**Extracted entries:**
.....

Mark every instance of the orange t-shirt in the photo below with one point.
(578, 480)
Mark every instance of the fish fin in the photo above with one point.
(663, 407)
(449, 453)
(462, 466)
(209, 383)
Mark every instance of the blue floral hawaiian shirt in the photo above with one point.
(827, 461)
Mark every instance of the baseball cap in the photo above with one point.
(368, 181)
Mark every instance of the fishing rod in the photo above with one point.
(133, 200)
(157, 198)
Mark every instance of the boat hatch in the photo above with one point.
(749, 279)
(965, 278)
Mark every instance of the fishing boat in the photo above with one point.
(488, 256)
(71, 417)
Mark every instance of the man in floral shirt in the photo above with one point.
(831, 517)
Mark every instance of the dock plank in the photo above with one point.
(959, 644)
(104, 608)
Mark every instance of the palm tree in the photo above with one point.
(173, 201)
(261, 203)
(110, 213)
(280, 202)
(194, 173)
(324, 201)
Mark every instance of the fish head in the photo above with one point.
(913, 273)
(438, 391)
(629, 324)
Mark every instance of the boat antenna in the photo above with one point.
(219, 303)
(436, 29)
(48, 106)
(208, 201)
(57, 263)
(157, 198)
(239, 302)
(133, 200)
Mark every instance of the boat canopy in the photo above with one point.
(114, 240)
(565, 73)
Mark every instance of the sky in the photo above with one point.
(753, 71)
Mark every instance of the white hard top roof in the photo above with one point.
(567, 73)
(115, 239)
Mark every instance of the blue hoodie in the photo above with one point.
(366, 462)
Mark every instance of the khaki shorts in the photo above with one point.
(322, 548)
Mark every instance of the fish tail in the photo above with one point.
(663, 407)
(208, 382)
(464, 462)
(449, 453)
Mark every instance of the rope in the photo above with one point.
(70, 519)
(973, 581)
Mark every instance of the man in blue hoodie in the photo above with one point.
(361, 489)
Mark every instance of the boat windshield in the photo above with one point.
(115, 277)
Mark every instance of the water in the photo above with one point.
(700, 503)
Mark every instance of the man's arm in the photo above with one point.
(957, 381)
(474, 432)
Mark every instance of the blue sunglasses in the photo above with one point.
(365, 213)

.....

**Exercise:** Transcribe the lines above precisely, keeping each one unchanged.

**Your solution:**
Mark every instance of the orange t-shirt in the photo below with one point.
(578, 480)
Mark every instance of the fish fin in the photo above with one point.
(663, 407)
(449, 453)
(462, 466)
(209, 383)
Mark every instance of the blue floral hawaiian shirt in the photo above with one point.
(827, 461)
Mark every instance of the baseball cap in the photo above with one point.
(368, 181)
Mark every instance of the fishing rod in the photo above with one point.
(133, 200)
(157, 198)
Mark every instance of the boat hatch in the photo above with one point.
(749, 279)
(965, 278)
Mark every instance of the fishing boat in the photo above with one point.
(488, 256)
(71, 417)
Mark every instance of the man in floral shirt in the photo above with one point.
(831, 517)
Mark every instance of the dock plank in the photo above with one point.
(959, 644)
(104, 608)
Mark every instance of the palm tree in the photo above with one point.
(173, 201)
(261, 203)
(110, 213)
(280, 202)
(194, 173)
(324, 201)
Mark every instance of the fish head in the photo above with one point.
(913, 273)
(438, 391)
(629, 324)
Mark every instance of the boat antenna in the photo above with one point.
(219, 303)
(436, 29)
(48, 106)
(208, 201)
(57, 263)
(157, 198)
(239, 302)
(133, 200)
Mark every instance of the boat canopy in the photo above with one point.
(114, 240)
(565, 73)
Mark every instance of the sky in the photo above with one point.
(753, 71)
Mark every instance of the white hard top roof in the photo above with one point.
(567, 73)
(115, 239)
Mark every instance of the blue hoodie in the photo above with one point.
(366, 462)
Mark every instance of the khaki shorts in the photo above with one point.
(322, 548)
Mark every instance of the fish tail in the photo above with one point.
(663, 407)
(208, 382)
(464, 462)
(449, 453)
Mark every instance of the rope in the photo above with one point.
(70, 519)
(973, 581)
Mark every instance of the man in blue hoodie in the photo above with one point.
(361, 489)
Mark every instance of the boat windshield in the photo above with one point.
(115, 277)
Mark every instance of the water in the photo above with one point.
(700, 503)
Mark every instance of the man's arm in the photo above with one point.
(957, 381)
(474, 432)
Mark every instance of the blue sunglasses in the photo above with one point.
(365, 213)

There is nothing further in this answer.